--- KRÓTKIE ZADANIE 1 ---
Do kogo, według cytowanego tekstu, należy się modlić, gdy zapadną wątpliwe decyzje?

--- CYTOWANY TEKST ---
>>>>>
MAŁGORZATA PAWŁOWSKA
29 lipca 2014, 02:00
Nie pamiętasz: "bramy piekielne Go nie przemogą" i "Jezu ufam Tobie". I jeszcze słowa św. Piotra (Skały): "trzeba bardziej słuchać Boga niż ludzi". Gdy zapadną wątpliwe decyzje módl się do Ducha Świętego. On Ci wskaże Prawdę i Cię poprowadzi.
S
strada
29 lipca 2014, 23:13
Uznajemy chrzest protestantów, więc i ich przynalezność do Chrystusa, a jak do Chrystusa, to i do KOSCIOŁA. Te wspólnoty kościelne, jak mówi Sobór, maja w sobie wiele pierwiastków prawdy, Duch Świety ich ożywia i prowadzi, tak jak nas, ku swietości i jedności. Razem modlimy się, jak nas nauczył Jezus: Ojcze nasz. Razem wyznajemy, że Jezus jest jedynym Panem i Zbawicielem. Pozdrawiam. Z modlitwą....
Z
zs
30 lipca 2014, 00:44
To co mówisz jest sprzeczne z deklaracją "Dominu Iesus": "Istnieje zatem jeden Kościół Chrystusowy, który trwa /(łac.) subsistit/ w Kościele katolickim rządzonym przez Następcę Piotra i przez biskupów w łączności z nim. Kościoły, które nie będąc w pełnej wspólnocie z Kościołem katolickim, pozostają jednak z nim zjednoczone bardzo ścisłymi więzami, jak sukcesja apostolska i ważna Eucharystia, są prawdziwymi Kościołami partykularnymi. Dlatego także w tych Kościołach jest obecny i działa Kościół Chrystusowy, chociaż brak im pełnej komunii z Kościołem katolickim, jako że nie uznają katolickiej nauki o prymacie, który Biskup Rzymu posiada obiektywnie z ustanowienia Bożego i sprawuje nad całym Kościołem. Natomiast Wspólnoty kościelne, które nie zachowały prawomocnego Episkopatu oraz właściwej i całkowitej rzeczywistości eucharystycznego misterium, nie są Kościołami w ścisłym sensie; jednak ochrzczeni w tych wspólnotach są przez chrzest wszczepieni w Chrystusa i dlatego są w pewnej wspólnocie, choć niedoskonałej, z Kościołem (Dominus Iesus, 17)"
<<<<<
(Przykłady wykrywania)
>>>>>
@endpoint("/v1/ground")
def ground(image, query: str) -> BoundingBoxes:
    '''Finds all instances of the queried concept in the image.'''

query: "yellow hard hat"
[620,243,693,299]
<<<<<
--- KRÓTKIE ZADANIE 2 ---
Proszę przedstawić wszystkie wiersze listingu w postaci listy numerowanej, z pominięciem pustych wierszy.

--- POPRAWNA ODPOWIEDŹ 1 ---
Do Ducha Świętego.

--- POPRAWNA ODPOWIEDŹ 2 ---
1. @endpoint("/v1/ground")
2. def ground(image, query: str) -> BoundingBoxes:
3.     '''Finds all instances of the queried concept in the image.'''
4. query: "yellow hard hat"
5. [620,243,693,299]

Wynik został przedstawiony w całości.